## Soal Latihan
a - Tuliskan semua nama diri yang muncul dalam kutipan teks, termasuk baris judul dan nama penulisnya. Cantumkan setiap nama satu kali saja.
b - Terjemahkan kalimat dari kutipan teks ini ke dalam bahasa Inggris: "Kue lemonnya sangat lezat--saya diberitahu kedai kue mana yang membuat, tetapi saya lupa."

## Kutipan Teks

#####

Tradisi Unik Ketika Hakyoku Mendapat Akutagawa Prize Ke-163
Oleh Tono Haruka (Peraih Akutagawa Prize Ke-163)
Begitu Hakyoku
diumumkan masuk nominasi Akutagawa Prize, pihak penerbit berencana akan menggelar
semacam 'nubar' atau nunggu bareng pada hari pengumuman pemenang. Sesuai
namanya, pertemuan itu memang hanya berisi agenda menunggu panggilan masuk
terkait hasil akhir penghargaan. Manusia-manusia yang sibuk itu berkumpul dan
menunggu sampai ponsel saya berdering. Buku saya diterbitkan oleh penerbit Kawade
Shobo Shinsha, tetapi nubar ini meluas, tidak hanya terbatas bagi pihak
penerbit saja. Menurut saya itu adalah suatu tradisi yang absurd. Tentu baik
kalau saya menang, tapi kalau tidak menang, bukankah justru jadi canggung? Selain
itu, kalau saya tidak datang nubar, saya bisa memanfaatkan waktu itu untuk
menulis naskah saya. Kalau saya datang nubar, mustahil saya bisa menulis
naskah. Tidak sopan kalau saya justru menulis naskah ketika ada orang lain di
depan saya. Tidak mungkin saya melakukannya. Saya juga mempertimbangkan untuk
absen saja di gelaran nubar ini.
Saya
akhirnya hadir karena mendengar bahwa kue-kue telah dipersiapkan. Kue lemonnya
sangat lezat--saya diberitahu kedai kue mana yang membuat, tetapi saya lupa. Karena
menunggu panggilan masuk tanpa melakukan apa pun justru menambah rasa canggung,
saya mengusulkan agar menonton Ju-On di Netflix bersama-sama. Sudah lama saya
ingin menontonnya, setelah seorang penulis sci-fi mencuit di twitter bahwa film
itu menarik. Selain itu, saya paham bahwa tingkat adrenalin yang lebih tinggi
paling efektif untuk melenyapkan deg-degan.

#####

## Cuplikan Data
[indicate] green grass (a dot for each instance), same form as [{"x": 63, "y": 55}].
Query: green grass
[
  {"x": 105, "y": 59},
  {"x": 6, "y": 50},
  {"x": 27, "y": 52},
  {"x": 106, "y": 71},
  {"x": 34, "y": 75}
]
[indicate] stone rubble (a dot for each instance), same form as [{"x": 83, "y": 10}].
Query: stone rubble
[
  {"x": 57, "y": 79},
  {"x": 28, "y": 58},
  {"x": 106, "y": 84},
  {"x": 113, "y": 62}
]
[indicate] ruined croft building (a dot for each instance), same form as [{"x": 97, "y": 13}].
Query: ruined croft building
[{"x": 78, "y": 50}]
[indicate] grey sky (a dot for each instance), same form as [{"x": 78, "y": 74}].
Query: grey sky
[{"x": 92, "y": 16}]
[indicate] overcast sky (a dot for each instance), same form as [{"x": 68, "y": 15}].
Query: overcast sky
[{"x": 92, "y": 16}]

#####

## Kunci Jawaban
a - Hakyoku, Akutagawa Prize, Tono Haruka, Kawade Shobo Shinsha, Ju-On, Netflix, twitter

b - The lemon cake was very delicious—I was told which cake shop made it, but I forgot.